BEGIN Extracted text

Being in a loving, committed relationship is a common need across all humanity. The process of finding a partner and staying together is always challenging but usually very worthwhile. Making a binding commitment such as marriage and raising a family together makes the relationship even more complex.
Most relationships experience conflict at some stage. For some, it might be the occasional tiff while others may lose their spark or experience full-scale arguments.
As this form of relationship is one of our most important; when it begins to develop cracks and weaknesses it can have a detrimental effect on our health and happiness. When this happens, many couples usually attempt to work through the issues on their own. This approach can be haphazard and quite stressful so it can be very beneficial to seek help from an impartial third party using couples counselling.
Marriage counselling is a form of talk therapy aimed at helping both partners to improve and maintain an intimate relationship. It is different to other forms of counselling for relationship issues as they can be conducted with individuals. Marriage therapy essentially involves both parties attending sessions jointly or having a combination of individual and joint sessions with the counsellor.
Practitioners who choose to offer this type of therapy need to have specific training to allow them to manage the unique dynamics of working with two people at the same time as opposed to individuals.
Most of the therapy work takes place during the sessions however couples may often also be asked to complete some ‘homework’. This could include doing a particular task or doing something specific between sessions. They can use the time in between to discuss any issues or experiences that arise and also to discuss how they feel about them.
Some people may be uncomfortable with the idea of seeing a marriage counsellor for fear of being judged, told what to do or because they find it hard to admit that they could use some help.
The role of a couple and marrige counsellor is to provide an opportunity for couples to discuss their issues in a structured manner with the guidance of an impartial observer. They will not give their personal opinion or suggest any particular solution. Instead they will allow both parties to explore your situation openly and to reach your their conclusions.
Counselling can be undertaken at any stage of a committed relationship including the very early stages. It is sometimes referred to as marriage counselling and can be used to help couples with pre-nuptial discussions.
In this form, it is not about the distribution of assets if the relationship fails, but instead, it can help couples anticipate likely areas of conflict or confusion and to develop ‘contingency plans’ to help them navigate the road ahead. It is especially useful for people with different cultural backgrounds or languages.
Any couple may choose to seek counselling during periods of conflict, lifestyle changes or when communication has become difficult. It can also be useful for those who are considering separation as they can spend time reflecting on the positive and negative aspects of their life together and gain some perspective before make any permanent decisions.
This form of counselling gives couples the opportunity to speak with someone who has no connection to either party, no pre-existing ideas of what the relationship ‘looks’ like and who is also highly trained in resolving relationship issues.
Couples and marriage counselling can help both parties:
Through the course of the sessions, the couple may find ways to improve their communication and resolve their issues, or they may also come to agree that the relationship has reached its end and they want to part ways. In either case, the counselling process gives them the opportunity to grow and to make rational decisions about their future in a calm environment.

END Extracted text

▶ _Required tasks_:
(a) According to the text on marriage counselling, what do practitioners who offer this type of therapy need to have?
(b) Retype the part of the text on marriage counselling that begins at the words "Most of the" and stops after the words "your their conclusions.".
Rely only on the text on marriage counselling.

BEGIN Records supplied

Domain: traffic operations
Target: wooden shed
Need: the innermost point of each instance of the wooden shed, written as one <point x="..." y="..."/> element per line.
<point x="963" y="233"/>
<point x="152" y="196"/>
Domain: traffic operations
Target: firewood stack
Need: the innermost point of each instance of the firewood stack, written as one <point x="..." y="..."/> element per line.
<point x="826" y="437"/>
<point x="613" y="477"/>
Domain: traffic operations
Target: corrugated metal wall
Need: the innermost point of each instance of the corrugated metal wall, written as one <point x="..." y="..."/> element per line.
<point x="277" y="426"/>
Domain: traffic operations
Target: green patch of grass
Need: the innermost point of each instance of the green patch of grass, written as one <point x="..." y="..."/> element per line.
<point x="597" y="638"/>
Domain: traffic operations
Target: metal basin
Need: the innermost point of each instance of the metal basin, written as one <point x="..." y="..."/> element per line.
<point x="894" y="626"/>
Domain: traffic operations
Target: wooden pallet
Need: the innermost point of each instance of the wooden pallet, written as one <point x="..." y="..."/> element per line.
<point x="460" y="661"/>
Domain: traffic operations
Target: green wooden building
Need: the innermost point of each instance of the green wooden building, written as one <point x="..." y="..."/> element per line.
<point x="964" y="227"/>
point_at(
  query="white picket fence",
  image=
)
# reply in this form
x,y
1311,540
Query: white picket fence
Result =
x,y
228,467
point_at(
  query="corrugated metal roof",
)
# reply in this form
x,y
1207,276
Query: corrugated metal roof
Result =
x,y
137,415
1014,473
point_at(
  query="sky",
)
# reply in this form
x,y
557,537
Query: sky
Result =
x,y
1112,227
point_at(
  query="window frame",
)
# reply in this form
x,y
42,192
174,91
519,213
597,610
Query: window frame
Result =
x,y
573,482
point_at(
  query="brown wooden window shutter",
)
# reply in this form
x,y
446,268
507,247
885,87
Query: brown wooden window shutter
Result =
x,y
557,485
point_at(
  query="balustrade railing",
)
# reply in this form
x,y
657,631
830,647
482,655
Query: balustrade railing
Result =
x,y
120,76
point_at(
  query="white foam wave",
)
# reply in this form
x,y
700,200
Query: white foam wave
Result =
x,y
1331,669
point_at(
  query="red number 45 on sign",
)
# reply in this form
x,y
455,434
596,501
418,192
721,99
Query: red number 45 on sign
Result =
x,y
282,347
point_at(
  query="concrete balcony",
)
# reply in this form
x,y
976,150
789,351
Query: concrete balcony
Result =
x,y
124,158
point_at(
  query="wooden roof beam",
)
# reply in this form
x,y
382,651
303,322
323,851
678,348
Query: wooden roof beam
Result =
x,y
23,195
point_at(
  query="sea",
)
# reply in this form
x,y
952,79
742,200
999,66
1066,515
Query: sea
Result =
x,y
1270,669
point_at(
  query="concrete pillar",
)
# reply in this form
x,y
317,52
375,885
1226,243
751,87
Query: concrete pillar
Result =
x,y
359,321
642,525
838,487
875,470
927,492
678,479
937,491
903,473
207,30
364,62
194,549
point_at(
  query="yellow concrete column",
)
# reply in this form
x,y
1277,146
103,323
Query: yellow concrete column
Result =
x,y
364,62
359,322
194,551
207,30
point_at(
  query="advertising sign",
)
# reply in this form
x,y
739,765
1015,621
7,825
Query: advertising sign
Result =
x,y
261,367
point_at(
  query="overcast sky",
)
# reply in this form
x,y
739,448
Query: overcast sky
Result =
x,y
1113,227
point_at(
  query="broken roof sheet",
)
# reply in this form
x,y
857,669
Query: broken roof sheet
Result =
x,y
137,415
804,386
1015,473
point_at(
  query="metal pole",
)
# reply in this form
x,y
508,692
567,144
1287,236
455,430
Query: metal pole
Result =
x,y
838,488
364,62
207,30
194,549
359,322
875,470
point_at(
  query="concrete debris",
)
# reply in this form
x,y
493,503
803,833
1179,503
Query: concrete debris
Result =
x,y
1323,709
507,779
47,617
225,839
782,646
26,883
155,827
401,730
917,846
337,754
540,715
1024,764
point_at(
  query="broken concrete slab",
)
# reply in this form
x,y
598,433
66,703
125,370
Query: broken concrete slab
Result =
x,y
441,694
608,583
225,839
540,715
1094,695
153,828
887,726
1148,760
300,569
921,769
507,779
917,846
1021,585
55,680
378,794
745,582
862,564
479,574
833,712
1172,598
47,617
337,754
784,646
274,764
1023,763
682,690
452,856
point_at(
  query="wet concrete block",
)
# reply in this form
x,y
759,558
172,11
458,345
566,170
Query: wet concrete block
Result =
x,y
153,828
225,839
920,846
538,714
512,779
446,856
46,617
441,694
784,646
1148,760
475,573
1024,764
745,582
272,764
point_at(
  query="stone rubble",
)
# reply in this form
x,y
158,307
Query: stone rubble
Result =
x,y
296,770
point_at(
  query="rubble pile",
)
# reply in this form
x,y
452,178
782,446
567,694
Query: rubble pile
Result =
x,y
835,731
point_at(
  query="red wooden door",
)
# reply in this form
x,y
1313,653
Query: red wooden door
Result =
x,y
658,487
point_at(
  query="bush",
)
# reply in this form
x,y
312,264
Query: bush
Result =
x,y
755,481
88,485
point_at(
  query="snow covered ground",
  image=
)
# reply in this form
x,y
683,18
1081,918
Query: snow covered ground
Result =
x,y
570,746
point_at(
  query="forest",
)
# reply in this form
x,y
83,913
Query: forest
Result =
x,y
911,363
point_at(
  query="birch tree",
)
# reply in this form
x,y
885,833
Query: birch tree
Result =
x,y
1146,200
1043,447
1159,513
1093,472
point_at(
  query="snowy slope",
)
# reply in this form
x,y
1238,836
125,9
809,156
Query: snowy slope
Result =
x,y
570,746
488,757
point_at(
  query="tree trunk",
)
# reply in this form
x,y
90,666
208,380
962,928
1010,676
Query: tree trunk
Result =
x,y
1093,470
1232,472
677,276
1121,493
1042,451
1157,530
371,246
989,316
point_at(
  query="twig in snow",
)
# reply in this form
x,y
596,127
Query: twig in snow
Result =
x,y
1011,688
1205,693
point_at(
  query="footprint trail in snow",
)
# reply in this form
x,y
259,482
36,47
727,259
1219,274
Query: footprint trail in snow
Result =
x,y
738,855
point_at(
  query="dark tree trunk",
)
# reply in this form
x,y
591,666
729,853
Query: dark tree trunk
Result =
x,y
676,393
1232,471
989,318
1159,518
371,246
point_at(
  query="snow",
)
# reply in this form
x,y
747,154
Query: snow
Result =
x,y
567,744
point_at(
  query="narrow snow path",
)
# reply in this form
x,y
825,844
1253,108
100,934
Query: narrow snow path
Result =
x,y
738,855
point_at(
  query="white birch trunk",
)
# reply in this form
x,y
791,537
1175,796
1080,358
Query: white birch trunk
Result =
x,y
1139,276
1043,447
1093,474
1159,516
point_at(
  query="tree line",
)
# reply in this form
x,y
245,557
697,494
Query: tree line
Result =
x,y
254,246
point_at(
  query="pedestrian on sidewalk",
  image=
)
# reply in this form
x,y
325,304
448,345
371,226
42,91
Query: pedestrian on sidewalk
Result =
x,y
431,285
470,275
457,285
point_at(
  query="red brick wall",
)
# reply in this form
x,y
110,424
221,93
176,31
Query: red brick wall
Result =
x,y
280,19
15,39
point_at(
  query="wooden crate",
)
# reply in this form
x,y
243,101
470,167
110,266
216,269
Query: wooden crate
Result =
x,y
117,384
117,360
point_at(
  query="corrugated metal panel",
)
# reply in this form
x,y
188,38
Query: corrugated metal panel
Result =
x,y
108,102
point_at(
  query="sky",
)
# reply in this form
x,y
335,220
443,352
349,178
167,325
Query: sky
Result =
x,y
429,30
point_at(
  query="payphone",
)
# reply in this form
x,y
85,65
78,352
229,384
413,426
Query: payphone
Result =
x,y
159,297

END Records supplied

▶ _Answers below_:
(a) Specific training that allows them to manage the unique dynamics of working with two people at the same time.

(b)
Most of the therapy work takes place during the sessions however couples may often also be asked to complete some ‘homework’. This could include doing a particular task or doing something specific between sessions. They can use the time in between to discuss any issues or experiences that arise and also to discuss how they feel about them.
Some people may be uncomfortable with the idea of seeing a marriage counsellor for fear of being judged, told what to do or because they find it hard to admit that they could use some help.
The role of a couple and marrige counsellor is to provide an opportunity for couples to discuss their issues in a structured manner with the guidance of an impartial observer. They will not give their personal opinion or suggest any particular solution. Instead they will allow both parties to explore your situation openly and to reach your their conclusions.